-------- Input material --------

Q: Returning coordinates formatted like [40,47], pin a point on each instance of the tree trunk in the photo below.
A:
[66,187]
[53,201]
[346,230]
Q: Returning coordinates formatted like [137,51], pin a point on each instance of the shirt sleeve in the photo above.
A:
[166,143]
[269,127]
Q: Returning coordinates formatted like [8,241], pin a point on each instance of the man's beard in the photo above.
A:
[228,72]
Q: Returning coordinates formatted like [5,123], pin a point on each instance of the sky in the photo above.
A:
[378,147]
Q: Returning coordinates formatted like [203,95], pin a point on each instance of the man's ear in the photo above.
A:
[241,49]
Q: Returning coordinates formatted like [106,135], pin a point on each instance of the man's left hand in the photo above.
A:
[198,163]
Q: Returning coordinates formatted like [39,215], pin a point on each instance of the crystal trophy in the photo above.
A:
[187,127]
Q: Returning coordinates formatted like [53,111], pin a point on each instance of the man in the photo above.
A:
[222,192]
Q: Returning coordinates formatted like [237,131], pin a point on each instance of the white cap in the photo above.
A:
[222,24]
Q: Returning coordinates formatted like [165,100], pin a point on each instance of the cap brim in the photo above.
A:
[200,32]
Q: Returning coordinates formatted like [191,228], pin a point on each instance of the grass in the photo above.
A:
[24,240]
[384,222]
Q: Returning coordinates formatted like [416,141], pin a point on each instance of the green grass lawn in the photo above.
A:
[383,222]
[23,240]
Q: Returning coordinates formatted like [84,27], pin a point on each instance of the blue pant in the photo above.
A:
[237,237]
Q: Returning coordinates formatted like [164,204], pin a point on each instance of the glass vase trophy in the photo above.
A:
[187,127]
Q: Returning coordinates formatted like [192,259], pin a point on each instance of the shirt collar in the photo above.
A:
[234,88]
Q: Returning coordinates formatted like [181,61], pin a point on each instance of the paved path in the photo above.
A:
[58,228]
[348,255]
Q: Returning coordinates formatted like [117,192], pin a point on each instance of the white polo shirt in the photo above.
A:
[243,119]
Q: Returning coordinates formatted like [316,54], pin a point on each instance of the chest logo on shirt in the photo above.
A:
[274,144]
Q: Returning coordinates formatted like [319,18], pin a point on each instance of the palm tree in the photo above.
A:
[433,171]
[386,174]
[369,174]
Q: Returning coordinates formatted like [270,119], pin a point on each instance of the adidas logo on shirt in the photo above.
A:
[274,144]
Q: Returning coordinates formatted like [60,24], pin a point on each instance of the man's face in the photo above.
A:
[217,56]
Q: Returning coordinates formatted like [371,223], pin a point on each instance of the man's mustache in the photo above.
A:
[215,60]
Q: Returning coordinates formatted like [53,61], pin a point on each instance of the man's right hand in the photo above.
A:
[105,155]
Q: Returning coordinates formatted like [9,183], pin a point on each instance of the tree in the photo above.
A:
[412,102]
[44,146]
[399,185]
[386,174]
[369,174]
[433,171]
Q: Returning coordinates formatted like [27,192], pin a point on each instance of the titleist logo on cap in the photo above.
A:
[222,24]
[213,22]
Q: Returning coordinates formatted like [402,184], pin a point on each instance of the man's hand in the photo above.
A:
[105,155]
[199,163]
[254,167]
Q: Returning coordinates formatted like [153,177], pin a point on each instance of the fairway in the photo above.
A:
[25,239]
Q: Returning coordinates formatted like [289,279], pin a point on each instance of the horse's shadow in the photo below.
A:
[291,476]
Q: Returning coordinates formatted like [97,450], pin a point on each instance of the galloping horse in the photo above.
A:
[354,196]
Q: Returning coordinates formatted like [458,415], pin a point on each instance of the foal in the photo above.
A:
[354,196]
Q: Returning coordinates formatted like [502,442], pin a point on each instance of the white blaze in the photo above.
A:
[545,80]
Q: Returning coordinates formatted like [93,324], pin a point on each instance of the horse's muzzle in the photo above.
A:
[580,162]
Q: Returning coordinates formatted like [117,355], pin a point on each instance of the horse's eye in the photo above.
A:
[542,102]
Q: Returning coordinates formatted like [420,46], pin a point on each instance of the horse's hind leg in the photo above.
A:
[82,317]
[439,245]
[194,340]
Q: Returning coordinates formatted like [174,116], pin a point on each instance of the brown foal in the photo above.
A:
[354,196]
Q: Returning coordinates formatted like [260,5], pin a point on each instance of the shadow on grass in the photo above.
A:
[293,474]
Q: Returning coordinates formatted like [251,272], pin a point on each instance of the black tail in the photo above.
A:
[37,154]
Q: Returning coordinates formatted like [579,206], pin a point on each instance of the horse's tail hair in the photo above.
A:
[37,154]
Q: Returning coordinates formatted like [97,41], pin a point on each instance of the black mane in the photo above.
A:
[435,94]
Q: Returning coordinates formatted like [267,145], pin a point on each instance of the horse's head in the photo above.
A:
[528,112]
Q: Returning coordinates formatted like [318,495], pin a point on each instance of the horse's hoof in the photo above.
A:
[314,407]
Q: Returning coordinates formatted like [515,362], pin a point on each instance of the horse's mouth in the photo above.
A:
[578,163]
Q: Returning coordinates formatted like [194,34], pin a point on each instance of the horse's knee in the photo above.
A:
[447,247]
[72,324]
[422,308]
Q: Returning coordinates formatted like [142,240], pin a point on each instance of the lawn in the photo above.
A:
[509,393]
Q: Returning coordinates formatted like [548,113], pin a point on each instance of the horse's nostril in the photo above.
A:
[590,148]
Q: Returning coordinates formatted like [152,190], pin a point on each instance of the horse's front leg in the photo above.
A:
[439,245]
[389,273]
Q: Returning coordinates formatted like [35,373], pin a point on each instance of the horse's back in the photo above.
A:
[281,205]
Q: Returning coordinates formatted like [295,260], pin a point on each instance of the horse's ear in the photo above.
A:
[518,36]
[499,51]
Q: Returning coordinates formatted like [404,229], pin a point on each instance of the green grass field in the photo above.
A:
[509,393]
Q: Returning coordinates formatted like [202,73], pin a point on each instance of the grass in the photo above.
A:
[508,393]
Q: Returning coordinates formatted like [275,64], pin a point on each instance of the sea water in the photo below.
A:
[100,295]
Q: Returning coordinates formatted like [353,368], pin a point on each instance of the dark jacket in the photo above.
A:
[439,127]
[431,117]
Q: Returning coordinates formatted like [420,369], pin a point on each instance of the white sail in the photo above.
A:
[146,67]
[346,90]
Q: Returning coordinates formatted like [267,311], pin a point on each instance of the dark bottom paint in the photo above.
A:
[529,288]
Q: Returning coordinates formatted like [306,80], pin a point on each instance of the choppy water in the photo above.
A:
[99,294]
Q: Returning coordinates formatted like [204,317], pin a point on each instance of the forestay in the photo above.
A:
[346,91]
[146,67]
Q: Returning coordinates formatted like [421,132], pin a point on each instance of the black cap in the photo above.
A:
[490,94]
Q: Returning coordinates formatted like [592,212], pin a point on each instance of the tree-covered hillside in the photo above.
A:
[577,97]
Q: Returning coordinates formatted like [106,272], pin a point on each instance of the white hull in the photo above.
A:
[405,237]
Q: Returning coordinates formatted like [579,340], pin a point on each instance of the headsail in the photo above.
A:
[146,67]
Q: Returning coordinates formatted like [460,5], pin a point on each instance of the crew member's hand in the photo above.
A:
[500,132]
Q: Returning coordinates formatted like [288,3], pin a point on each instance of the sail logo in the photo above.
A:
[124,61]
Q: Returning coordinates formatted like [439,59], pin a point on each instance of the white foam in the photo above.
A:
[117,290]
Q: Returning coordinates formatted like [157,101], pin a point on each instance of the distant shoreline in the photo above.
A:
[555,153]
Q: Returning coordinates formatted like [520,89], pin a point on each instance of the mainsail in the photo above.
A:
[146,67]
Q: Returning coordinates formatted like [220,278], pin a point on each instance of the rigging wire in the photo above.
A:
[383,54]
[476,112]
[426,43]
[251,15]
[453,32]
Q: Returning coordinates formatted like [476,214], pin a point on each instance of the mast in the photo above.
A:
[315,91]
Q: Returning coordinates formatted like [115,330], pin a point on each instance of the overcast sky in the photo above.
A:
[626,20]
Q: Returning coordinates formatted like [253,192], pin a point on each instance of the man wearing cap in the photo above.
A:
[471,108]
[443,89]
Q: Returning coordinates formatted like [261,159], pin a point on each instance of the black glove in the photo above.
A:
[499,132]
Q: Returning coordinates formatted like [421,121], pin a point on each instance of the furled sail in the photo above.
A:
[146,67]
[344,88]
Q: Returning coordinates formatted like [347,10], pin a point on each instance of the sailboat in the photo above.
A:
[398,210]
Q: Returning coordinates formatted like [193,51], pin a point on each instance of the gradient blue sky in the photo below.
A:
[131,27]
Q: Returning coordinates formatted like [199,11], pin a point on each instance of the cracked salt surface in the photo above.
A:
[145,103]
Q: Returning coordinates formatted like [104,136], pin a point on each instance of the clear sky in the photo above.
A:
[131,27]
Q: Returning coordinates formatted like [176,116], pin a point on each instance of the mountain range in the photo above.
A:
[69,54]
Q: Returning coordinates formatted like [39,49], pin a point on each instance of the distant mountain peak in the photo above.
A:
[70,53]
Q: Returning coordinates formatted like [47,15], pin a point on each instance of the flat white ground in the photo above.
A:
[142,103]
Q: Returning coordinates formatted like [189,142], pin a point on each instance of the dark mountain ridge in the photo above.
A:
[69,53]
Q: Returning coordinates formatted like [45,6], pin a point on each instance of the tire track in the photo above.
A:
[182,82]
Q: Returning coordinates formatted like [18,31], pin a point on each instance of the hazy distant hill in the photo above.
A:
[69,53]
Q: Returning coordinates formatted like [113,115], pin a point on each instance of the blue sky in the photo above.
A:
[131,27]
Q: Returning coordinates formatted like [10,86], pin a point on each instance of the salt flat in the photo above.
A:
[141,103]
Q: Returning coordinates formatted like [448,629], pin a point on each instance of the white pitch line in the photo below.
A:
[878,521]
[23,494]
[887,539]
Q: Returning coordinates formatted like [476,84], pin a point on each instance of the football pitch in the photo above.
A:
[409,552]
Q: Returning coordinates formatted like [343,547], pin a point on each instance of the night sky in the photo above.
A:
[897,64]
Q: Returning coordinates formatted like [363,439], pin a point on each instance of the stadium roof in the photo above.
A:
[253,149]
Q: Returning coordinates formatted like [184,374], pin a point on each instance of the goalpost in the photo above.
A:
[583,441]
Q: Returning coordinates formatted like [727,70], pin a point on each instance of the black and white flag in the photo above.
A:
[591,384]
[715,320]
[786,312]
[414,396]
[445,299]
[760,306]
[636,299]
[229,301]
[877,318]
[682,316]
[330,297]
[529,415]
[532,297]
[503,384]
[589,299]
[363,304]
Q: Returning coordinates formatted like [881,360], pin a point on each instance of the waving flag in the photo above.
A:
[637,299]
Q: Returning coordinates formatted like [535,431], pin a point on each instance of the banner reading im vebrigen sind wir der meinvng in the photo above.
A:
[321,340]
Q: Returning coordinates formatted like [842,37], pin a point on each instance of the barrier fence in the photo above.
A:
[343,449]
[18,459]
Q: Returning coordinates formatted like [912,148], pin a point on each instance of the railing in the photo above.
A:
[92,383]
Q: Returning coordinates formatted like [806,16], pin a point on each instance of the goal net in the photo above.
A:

--------

- _Task details_: Copy out each line of the material above that holds the word "grass".

- _Output for this task_:
Q: Returning coordinates formatted like [191,228], pin a point on each instance of the grass in the photo above.
Q: Returning coordinates formatted like [416,141], pin a point on each instance of the green grass lawn in the photo above.
Q: Returning coordinates formatted like [260,5], pin a point on each instance of the shadow on grass in the photo above.
Q: Returning coordinates formatted like [404,229], pin a point on each instance of the green grass field in the photo above.
Q: Returning coordinates formatted like [202,73], pin a point on each instance of the grass in the photo above.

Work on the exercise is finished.